Collected data:
* * * * * * *
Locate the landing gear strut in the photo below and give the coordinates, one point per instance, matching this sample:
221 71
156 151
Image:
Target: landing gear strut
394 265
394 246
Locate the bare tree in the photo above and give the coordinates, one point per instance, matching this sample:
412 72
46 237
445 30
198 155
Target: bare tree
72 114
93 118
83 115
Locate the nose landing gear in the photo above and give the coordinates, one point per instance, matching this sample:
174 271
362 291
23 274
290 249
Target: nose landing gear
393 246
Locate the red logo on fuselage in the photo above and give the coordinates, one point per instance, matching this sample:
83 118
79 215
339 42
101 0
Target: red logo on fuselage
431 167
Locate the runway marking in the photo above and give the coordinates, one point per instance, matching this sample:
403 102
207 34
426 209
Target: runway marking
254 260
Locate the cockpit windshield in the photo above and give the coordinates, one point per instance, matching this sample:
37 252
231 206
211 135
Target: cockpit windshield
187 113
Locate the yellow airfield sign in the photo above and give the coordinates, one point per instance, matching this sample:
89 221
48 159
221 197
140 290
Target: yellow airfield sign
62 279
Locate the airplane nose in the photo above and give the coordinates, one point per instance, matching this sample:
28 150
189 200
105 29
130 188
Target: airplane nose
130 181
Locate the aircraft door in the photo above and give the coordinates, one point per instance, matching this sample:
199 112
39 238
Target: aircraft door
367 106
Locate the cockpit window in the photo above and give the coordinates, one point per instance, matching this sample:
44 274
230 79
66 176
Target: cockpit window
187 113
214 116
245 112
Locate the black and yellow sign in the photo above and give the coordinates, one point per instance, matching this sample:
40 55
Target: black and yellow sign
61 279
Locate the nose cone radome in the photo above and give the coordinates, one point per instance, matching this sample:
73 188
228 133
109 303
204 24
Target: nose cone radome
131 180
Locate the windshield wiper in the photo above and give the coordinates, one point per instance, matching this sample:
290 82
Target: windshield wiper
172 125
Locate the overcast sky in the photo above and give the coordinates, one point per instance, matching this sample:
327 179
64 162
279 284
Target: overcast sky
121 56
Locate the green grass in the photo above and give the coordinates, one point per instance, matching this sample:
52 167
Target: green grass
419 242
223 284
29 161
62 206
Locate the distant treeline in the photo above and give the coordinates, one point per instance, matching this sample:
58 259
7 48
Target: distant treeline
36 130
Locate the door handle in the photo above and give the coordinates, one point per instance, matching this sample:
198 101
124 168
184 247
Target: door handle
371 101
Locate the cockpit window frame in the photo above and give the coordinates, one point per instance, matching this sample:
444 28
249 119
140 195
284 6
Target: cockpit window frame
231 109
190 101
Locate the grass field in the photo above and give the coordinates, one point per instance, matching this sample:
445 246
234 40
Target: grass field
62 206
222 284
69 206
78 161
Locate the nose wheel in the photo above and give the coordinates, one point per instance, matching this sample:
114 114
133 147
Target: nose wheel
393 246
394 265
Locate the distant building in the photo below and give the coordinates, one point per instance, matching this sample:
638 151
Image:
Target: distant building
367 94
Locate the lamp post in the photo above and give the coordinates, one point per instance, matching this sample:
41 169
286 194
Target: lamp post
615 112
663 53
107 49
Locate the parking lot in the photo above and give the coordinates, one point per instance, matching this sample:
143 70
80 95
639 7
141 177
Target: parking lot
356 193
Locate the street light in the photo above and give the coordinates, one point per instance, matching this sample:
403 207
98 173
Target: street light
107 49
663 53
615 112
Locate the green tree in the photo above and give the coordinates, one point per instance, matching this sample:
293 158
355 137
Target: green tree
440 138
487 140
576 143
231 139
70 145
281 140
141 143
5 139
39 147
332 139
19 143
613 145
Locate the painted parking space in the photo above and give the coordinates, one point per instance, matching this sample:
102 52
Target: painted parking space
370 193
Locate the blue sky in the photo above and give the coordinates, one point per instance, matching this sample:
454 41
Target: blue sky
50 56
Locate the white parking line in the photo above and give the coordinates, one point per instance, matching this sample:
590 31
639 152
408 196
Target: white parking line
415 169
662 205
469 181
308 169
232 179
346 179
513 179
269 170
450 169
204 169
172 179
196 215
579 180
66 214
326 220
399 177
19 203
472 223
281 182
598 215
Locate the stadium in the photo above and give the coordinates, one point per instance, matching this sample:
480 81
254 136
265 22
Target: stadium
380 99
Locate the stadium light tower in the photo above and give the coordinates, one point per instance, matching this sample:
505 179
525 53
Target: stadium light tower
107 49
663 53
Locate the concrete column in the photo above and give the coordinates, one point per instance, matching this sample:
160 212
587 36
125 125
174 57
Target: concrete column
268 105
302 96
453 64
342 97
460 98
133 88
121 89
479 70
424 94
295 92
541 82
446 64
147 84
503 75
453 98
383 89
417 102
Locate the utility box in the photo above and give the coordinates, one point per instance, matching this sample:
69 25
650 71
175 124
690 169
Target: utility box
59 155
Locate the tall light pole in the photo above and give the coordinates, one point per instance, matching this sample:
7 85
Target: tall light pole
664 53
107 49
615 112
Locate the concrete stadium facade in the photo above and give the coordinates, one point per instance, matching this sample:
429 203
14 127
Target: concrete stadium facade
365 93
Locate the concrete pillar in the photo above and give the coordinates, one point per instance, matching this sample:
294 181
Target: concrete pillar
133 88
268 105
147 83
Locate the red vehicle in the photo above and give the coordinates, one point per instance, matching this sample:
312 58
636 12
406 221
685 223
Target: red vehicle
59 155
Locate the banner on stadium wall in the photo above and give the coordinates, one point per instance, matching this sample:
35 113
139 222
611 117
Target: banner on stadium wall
* * * * * * *
Print only the lines from the one with "Locate the concrete stadium" to the end of the records, both included.

Locate the concrete stadium facade in the photo above and give the coordinates, one point per instance, matching this sample:
429 203
14 127
Target: concrete stadium facade
365 93
Locate the concrete pillar in the photo above and give the coordinates, one point per instance, matching this sample:
294 181
Target: concrete pillar
133 88
268 105
147 83
Locate the red vehicle in the photo above and give the coordinates, one point per instance, matching this sample:
312 58
636 12
406 221
685 223
Target: red vehicle
59 155
Locate the banner on stadium wall in the photo above and give the coordinates, one point per instance, matching this sample:
35 113
139 222
611 117
Target: banner on stadium wall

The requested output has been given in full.